PROBLEM: Please continue the news passage about the risk assessment for the proposed NBAF laboratory, picking up right after its last sentence.

QUOTED PASSAGE:
The report represents the latest setback for the proposed National Bio and Agro-Defense Facility (NBAF), which is supposed to replace the aging Plum Island Animal Disease Center located off Long Island. DHS awarded the highly-secure, $1.2 billion laboratory to Kansas in 2008. But in 2009, a U.S. Government Accountability Office (GAO) slammed DHS's risk assessment for the facility, and Congress withheld construction funds until the department redid the assessment and had it reviewed by the National Academies. That 2010 review found serious deficiencies in the new risk assessment and recommended revisions.
Today's report says the newest edition of DHS's risk assessment is a "substantial improvement" over the 2010 version, but still contains "questionable and inappropriate assumptions" that have "led to artificially lower estimates" of potential accidents that could release dangerous pathogens. For example, the assessment understates the potential for human error, the report says, while overstating the potential threat posed by natural disasters such as tornadoes or earthquakes. But the panel also said NBAF's current design appears to be "sound."

DATA EXCERPTS:
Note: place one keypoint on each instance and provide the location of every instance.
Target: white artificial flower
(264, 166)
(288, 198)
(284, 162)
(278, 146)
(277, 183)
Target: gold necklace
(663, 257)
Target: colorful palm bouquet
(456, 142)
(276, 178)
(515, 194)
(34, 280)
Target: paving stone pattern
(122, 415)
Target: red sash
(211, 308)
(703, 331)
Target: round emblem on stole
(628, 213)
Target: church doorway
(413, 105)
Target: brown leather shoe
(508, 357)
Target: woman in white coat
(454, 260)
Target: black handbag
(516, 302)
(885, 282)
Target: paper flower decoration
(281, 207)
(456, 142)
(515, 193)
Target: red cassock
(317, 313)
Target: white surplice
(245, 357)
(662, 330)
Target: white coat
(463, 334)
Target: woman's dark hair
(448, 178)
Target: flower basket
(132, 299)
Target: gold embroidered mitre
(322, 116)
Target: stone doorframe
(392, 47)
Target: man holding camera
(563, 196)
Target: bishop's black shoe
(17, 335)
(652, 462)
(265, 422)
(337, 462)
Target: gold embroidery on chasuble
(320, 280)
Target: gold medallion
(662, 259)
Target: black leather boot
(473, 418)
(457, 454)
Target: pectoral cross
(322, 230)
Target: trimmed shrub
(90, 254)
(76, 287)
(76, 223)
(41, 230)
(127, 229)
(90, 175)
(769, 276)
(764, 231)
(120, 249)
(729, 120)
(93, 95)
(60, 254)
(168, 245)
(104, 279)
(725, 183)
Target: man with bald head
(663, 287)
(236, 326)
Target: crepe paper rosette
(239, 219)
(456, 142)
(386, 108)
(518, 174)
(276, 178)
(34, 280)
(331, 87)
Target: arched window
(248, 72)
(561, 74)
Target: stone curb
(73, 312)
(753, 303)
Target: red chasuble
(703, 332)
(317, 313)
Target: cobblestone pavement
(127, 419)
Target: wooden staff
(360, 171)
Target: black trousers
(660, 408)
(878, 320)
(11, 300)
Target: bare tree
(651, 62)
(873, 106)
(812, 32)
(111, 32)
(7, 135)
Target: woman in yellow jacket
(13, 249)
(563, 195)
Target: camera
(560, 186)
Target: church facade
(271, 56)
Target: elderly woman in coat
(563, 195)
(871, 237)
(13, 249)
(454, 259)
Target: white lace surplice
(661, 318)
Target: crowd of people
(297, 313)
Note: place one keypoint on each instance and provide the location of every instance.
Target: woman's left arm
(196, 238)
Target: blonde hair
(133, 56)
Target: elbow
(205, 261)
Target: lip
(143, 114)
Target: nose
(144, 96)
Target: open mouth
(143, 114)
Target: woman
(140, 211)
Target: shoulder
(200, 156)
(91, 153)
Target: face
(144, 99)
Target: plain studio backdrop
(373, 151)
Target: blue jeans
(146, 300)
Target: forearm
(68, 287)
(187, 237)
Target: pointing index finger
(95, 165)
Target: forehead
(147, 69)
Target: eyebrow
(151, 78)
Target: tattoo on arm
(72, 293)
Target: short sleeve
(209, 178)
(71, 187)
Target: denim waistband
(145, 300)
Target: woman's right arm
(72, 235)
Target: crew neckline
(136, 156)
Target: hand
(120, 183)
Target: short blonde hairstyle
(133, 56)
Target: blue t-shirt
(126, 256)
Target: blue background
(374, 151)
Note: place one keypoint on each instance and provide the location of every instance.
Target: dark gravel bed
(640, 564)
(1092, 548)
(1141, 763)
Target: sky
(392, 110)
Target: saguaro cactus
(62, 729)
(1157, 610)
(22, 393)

RESPONSE TO THIS EXERCISE:
Both critics and supporters of the project have seized on the report to support their positions. But NBAF's struggle is far from over. Earlier this year, the Obama Administration decided not to request any funds for the project (although a House of Representatives spending panel disagrees), and asked the National Academies to form another panel to take a hard look at the need for the project. That report could come as early as the end of June.